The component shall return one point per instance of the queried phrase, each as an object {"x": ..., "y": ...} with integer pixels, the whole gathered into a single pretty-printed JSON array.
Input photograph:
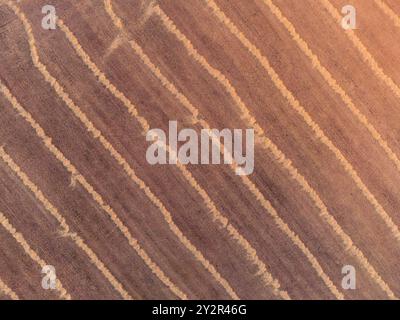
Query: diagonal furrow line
[
  {"x": 118, "y": 157},
  {"x": 389, "y": 12},
  {"x": 321, "y": 135},
  {"x": 348, "y": 243},
  {"x": 279, "y": 156},
  {"x": 130, "y": 172},
  {"x": 82, "y": 180},
  {"x": 64, "y": 227},
  {"x": 195, "y": 113},
  {"x": 368, "y": 58},
  {"x": 24, "y": 244},
  {"x": 7, "y": 291}
]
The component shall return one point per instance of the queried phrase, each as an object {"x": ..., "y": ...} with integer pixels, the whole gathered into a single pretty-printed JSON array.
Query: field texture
[{"x": 76, "y": 190}]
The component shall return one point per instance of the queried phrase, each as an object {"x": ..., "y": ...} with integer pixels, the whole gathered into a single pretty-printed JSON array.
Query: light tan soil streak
[
  {"x": 195, "y": 114},
  {"x": 22, "y": 242},
  {"x": 7, "y": 291},
  {"x": 122, "y": 71}
]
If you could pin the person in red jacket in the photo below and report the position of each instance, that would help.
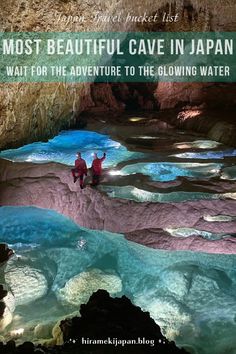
(97, 169)
(80, 170)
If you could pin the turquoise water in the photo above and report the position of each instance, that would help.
(63, 149)
(192, 296)
(169, 171)
(140, 195)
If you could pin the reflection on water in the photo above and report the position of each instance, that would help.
(58, 265)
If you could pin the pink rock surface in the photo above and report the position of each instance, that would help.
(51, 186)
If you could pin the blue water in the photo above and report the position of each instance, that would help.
(63, 149)
(140, 195)
(208, 155)
(192, 296)
(169, 171)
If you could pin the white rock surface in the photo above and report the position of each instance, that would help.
(78, 289)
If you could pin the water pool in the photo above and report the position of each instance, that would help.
(192, 296)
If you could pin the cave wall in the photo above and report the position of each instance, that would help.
(31, 112)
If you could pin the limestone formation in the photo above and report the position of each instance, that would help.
(35, 111)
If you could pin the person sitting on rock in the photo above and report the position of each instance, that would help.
(80, 170)
(97, 169)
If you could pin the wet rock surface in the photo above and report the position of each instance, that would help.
(105, 318)
(36, 111)
(26, 183)
(5, 315)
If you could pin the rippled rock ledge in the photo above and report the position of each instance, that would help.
(5, 313)
(24, 184)
(102, 318)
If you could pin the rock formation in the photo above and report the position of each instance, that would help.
(104, 318)
(25, 184)
(35, 111)
(5, 297)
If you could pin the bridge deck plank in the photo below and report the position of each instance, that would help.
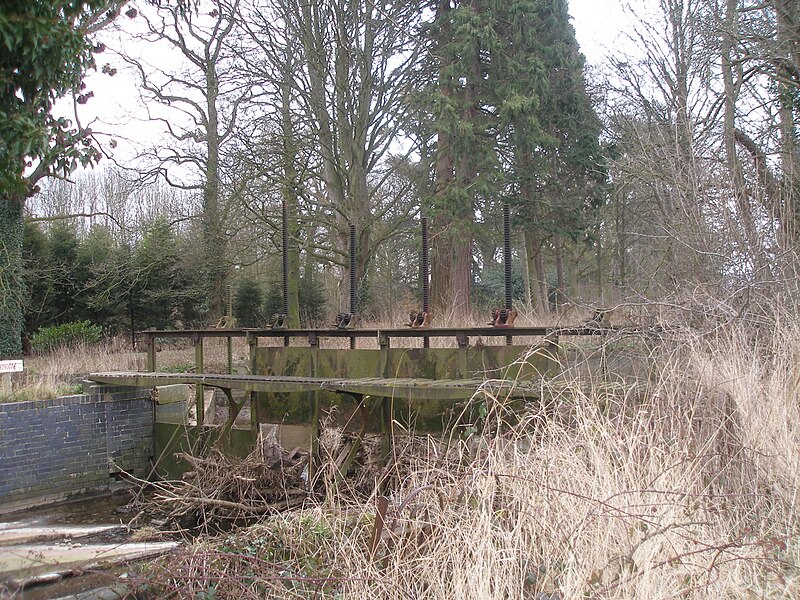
(404, 388)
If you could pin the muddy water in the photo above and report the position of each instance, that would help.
(62, 550)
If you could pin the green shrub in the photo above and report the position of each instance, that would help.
(68, 335)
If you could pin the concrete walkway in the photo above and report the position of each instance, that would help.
(33, 551)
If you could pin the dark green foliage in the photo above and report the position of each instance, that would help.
(44, 54)
(247, 301)
(12, 280)
(67, 335)
(119, 287)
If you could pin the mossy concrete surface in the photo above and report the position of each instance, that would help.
(491, 362)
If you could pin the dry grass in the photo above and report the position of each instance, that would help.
(60, 373)
(683, 485)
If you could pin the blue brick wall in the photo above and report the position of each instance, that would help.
(59, 448)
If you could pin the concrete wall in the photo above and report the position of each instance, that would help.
(53, 449)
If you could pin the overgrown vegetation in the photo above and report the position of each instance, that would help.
(683, 484)
(68, 335)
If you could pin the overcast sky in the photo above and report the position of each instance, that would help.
(599, 25)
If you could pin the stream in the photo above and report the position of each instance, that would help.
(76, 550)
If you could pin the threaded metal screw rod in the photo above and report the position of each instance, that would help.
(352, 278)
(425, 276)
(507, 261)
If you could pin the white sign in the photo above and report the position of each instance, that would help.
(10, 366)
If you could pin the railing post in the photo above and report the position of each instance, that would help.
(463, 344)
(151, 352)
(252, 343)
(199, 390)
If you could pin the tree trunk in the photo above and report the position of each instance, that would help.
(213, 221)
(560, 283)
(441, 235)
(535, 265)
(12, 285)
(788, 44)
(289, 191)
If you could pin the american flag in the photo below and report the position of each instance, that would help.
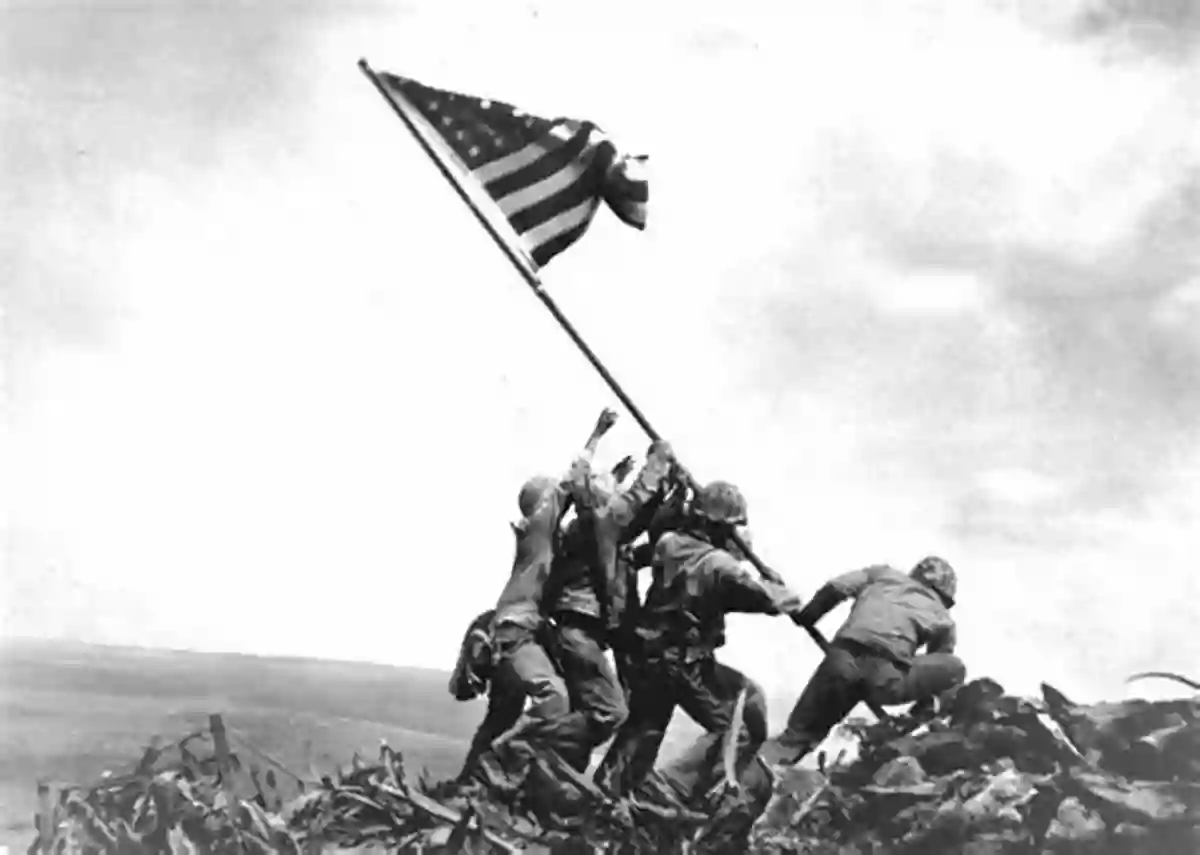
(547, 177)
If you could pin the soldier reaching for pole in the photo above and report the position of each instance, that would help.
(873, 657)
(699, 578)
(587, 593)
(519, 633)
(475, 674)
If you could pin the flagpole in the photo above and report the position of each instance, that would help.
(535, 285)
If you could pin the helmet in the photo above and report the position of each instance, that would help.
(747, 538)
(532, 492)
(720, 502)
(937, 574)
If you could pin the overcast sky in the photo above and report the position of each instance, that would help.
(919, 276)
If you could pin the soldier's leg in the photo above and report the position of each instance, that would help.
(929, 676)
(593, 687)
(631, 754)
(525, 663)
(833, 691)
(505, 701)
(708, 693)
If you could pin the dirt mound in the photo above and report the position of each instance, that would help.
(993, 773)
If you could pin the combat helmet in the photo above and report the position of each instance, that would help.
(533, 491)
(720, 502)
(937, 574)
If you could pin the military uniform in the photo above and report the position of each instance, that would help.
(474, 674)
(519, 631)
(682, 626)
(874, 655)
(588, 592)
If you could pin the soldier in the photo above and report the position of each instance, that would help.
(519, 631)
(473, 675)
(874, 656)
(588, 590)
(699, 578)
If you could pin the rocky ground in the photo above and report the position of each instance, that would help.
(991, 773)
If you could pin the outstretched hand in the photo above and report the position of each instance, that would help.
(606, 420)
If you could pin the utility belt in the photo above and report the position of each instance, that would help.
(858, 649)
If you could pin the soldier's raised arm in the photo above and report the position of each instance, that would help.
(838, 590)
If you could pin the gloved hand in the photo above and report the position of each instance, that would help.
(804, 615)
(605, 423)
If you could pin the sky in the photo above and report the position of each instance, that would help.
(922, 277)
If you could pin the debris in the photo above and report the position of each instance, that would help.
(989, 773)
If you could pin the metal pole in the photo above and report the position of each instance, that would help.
(534, 283)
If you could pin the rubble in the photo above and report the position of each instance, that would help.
(990, 773)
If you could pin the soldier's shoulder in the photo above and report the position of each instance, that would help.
(887, 572)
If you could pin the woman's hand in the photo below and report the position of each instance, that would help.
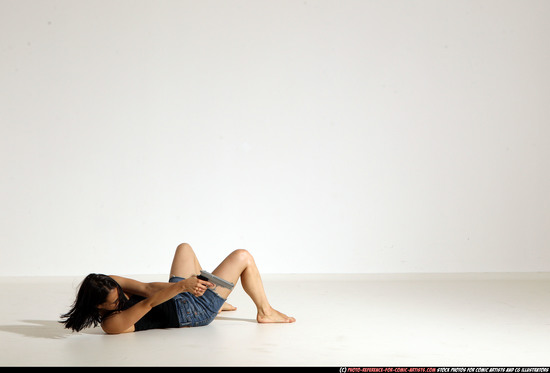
(196, 286)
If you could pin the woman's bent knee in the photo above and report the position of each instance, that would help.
(243, 255)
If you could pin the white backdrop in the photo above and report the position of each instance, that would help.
(322, 136)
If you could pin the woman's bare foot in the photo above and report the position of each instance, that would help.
(273, 316)
(227, 307)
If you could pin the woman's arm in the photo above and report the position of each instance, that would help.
(124, 321)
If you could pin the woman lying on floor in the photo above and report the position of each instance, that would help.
(123, 305)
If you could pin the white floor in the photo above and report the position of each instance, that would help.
(342, 320)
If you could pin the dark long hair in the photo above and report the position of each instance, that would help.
(93, 291)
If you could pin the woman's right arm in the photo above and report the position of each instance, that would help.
(123, 322)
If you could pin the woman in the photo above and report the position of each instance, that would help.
(123, 305)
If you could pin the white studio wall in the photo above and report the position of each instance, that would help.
(323, 136)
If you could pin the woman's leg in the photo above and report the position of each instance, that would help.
(185, 264)
(241, 264)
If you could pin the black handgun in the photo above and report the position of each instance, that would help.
(207, 276)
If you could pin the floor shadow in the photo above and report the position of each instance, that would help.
(236, 319)
(48, 329)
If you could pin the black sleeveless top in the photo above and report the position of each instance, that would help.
(162, 316)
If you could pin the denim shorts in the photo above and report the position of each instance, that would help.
(197, 311)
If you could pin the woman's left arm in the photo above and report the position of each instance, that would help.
(144, 289)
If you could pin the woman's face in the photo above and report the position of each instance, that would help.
(111, 302)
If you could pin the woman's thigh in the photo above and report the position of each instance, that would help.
(185, 263)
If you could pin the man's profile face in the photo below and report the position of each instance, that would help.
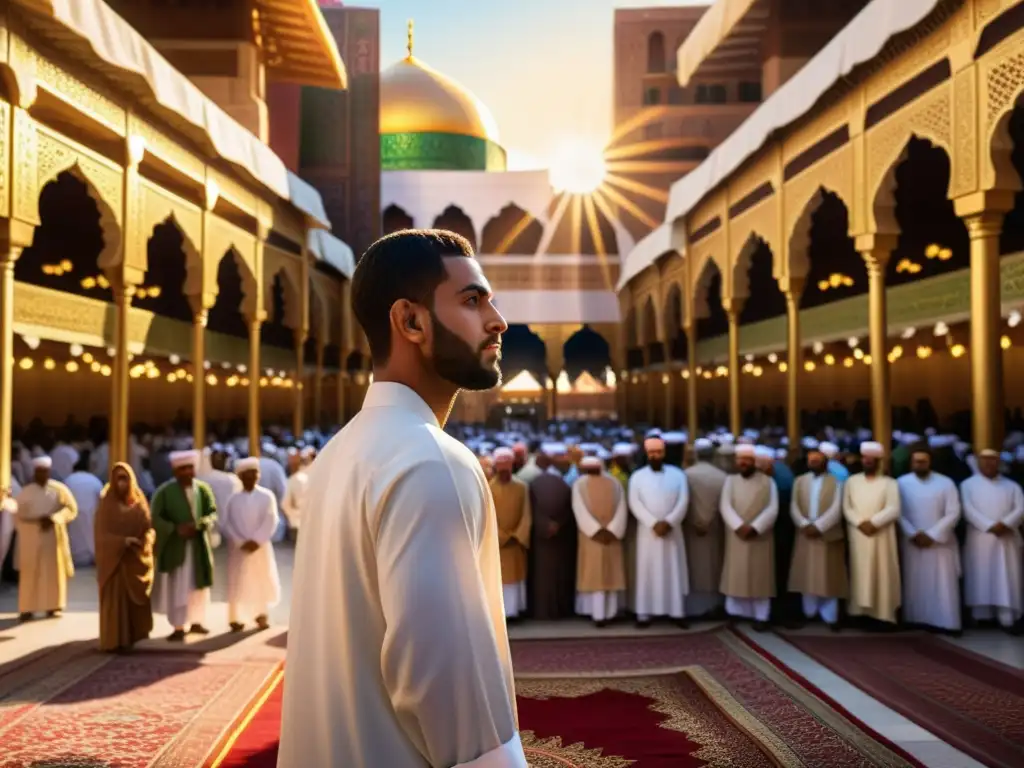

→ **WHAT NEEDS TO BE DONE**:
Find every line above that contains the string "helmet" and copy each one in full. Matching is case-sensitive.

→ **ANSWER TO THIS EXERCISE**:
If you could pin the helmet in the photo above and report the position of each instance, that would help.
If you could pin the combat helmet in the photo above and report the position of each instance, that would help.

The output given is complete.